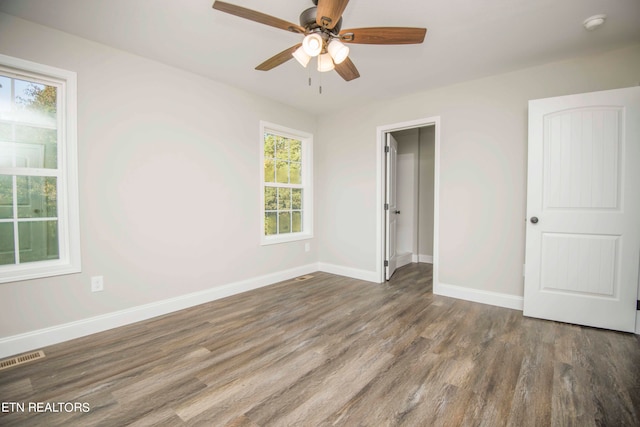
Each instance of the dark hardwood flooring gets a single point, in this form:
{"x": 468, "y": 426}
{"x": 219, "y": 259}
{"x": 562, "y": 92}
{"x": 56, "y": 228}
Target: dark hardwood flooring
{"x": 336, "y": 351}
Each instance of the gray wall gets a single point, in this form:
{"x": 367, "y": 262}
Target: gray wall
{"x": 483, "y": 163}
{"x": 420, "y": 143}
{"x": 169, "y": 183}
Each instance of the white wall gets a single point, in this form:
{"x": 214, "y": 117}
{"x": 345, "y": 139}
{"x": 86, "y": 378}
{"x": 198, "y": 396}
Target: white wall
{"x": 169, "y": 183}
{"x": 482, "y": 163}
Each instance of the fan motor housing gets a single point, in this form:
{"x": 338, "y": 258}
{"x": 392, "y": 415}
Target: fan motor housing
{"x": 308, "y": 20}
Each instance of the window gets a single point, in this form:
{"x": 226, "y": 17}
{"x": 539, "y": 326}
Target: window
{"x": 39, "y": 234}
{"x": 286, "y": 184}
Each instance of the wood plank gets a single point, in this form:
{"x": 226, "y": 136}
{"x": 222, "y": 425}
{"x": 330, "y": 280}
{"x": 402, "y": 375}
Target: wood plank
{"x": 337, "y": 351}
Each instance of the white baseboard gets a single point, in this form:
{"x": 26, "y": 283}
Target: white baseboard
{"x": 29, "y": 341}
{"x": 476, "y": 295}
{"x": 428, "y": 259}
{"x": 354, "y": 273}
{"x": 404, "y": 259}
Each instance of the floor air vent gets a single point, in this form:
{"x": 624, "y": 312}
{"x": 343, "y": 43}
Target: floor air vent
{"x": 19, "y": 360}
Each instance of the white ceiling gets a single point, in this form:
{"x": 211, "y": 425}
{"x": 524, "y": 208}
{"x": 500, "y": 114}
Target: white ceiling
{"x": 466, "y": 39}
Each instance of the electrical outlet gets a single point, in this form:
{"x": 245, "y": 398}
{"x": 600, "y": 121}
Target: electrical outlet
{"x": 97, "y": 283}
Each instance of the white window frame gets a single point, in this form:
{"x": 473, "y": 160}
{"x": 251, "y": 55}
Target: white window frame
{"x": 69, "y": 260}
{"x": 307, "y": 184}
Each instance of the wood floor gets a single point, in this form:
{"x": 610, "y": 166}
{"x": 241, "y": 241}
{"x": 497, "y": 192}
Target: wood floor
{"x": 336, "y": 351}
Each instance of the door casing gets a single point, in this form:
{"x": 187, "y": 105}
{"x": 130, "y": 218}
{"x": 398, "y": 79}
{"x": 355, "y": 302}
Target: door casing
{"x": 381, "y": 132}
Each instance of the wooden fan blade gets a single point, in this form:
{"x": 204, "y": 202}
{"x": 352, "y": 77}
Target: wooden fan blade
{"x": 347, "y": 70}
{"x": 329, "y": 12}
{"x": 278, "y": 59}
{"x": 384, "y": 35}
{"x": 262, "y": 18}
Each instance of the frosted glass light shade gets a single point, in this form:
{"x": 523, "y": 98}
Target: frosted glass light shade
{"x": 325, "y": 63}
{"x": 312, "y": 44}
{"x": 301, "y": 56}
{"x": 338, "y": 51}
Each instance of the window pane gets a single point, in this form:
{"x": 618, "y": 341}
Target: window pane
{"x": 5, "y": 130}
{"x": 282, "y": 172}
{"x": 270, "y": 223}
{"x": 5, "y": 95}
{"x": 296, "y": 219}
{"x": 6, "y": 196}
{"x": 269, "y": 146}
{"x": 282, "y": 148}
{"x": 284, "y": 222}
{"x": 269, "y": 171}
{"x": 270, "y": 202}
{"x": 296, "y": 198}
{"x": 7, "y": 251}
{"x": 296, "y": 173}
{"x": 284, "y": 199}
{"x": 37, "y": 197}
{"x": 38, "y": 147}
{"x": 295, "y": 148}
{"x": 38, "y": 241}
{"x": 35, "y": 103}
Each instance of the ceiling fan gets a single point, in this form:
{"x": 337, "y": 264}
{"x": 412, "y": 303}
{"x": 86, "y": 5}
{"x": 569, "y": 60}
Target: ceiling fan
{"x": 324, "y": 39}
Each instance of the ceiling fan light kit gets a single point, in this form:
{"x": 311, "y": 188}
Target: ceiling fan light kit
{"x": 312, "y": 44}
{"x": 324, "y": 39}
{"x": 338, "y": 51}
{"x": 301, "y": 56}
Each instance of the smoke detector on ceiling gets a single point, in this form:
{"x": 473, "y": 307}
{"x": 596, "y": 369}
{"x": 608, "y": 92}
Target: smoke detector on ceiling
{"x": 594, "y": 22}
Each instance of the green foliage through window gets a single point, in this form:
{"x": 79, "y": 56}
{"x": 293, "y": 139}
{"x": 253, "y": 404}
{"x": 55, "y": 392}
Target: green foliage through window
{"x": 283, "y": 185}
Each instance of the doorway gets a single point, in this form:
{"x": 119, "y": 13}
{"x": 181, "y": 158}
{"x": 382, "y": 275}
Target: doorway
{"x": 416, "y": 215}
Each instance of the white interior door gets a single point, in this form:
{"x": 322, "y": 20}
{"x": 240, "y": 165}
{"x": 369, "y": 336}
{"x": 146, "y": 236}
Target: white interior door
{"x": 391, "y": 206}
{"x": 583, "y": 209}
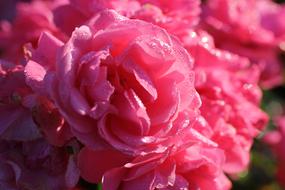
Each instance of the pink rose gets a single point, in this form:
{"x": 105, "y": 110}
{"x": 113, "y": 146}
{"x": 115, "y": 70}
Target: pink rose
{"x": 228, "y": 86}
{"x": 276, "y": 140}
{"x": 133, "y": 94}
{"x": 189, "y": 164}
{"x": 249, "y": 28}
{"x": 30, "y": 21}
{"x": 36, "y": 165}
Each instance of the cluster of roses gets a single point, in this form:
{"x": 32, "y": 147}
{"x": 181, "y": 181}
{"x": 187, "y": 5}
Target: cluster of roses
{"x": 134, "y": 94}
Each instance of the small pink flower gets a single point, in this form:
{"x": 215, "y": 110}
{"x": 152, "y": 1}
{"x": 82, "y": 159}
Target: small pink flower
{"x": 228, "y": 86}
{"x": 30, "y": 21}
{"x": 16, "y": 122}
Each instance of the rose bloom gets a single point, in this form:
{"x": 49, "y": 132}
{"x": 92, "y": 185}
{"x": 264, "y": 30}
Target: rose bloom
{"x": 126, "y": 88}
{"x": 198, "y": 166}
{"x": 228, "y": 86}
{"x": 276, "y": 140}
{"x": 249, "y": 28}
{"x": 30, "y": 21}
{"x": 36, "y": 165}
{"x": 133, "y": 93}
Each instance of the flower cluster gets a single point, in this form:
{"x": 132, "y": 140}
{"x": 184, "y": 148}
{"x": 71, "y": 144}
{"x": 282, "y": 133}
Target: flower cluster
{"x": 133, "y": 94}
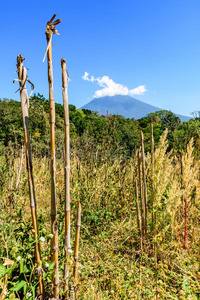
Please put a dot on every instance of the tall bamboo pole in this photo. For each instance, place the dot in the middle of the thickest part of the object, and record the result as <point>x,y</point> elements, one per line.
<point>50,29</point>
<point>144,179</point>
<point>77,236</point>
<point>22,75</point>
<point>65,81</point>
<point>152,173</point>
<point>141,192</point>
<point>138,213</point>
<point>153,216</point>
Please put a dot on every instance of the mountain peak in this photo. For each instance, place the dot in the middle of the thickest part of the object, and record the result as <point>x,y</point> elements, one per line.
<point>126,106</point>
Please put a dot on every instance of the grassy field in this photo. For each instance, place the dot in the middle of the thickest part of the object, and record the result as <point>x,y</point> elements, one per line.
<point>112,264</point>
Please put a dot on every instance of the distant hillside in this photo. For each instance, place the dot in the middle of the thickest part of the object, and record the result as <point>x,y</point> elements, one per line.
<point>125,106</point>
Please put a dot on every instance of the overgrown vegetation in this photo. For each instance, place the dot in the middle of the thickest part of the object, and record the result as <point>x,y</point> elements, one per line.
<point>111,264</point>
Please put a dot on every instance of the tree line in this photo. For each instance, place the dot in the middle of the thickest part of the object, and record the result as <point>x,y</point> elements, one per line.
<point>88,129</point>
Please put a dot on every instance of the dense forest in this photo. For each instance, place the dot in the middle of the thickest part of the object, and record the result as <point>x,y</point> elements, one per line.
<point>86,127</point>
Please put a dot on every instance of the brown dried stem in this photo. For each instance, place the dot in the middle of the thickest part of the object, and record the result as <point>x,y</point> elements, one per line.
<point>65,81</point>
<point>24,104</point>
<point>50,29</point>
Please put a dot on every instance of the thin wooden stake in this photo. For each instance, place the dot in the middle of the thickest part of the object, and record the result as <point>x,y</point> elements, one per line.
<point>22,75</point>
<point>141,193</point>
<point>138,214</point>
<point>77,236</point>
<point>65,81</point>
<point>50,29</point>
<point>144,180</point>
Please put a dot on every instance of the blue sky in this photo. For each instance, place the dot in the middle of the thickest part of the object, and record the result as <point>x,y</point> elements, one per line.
<point>150,44</point>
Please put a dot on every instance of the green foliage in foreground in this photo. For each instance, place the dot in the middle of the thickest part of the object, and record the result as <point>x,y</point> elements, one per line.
<point>111,264</point>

==*==

WHAT IS BEING ASKED: Can you rewrite the records as a numbered list, from the line containing "Please put a dot on every instance of the green" through the end of the records, both ends included and any blank lines left out?

CORRECT RESPONSE:
1. Please put a dot on every instance of the green foliage in foreground in this photo. For each instance, place the dot in the middle of the thickest part of the object, and record the result as <point>x,y</point> elements, one per line.
2. <point>111,264</point>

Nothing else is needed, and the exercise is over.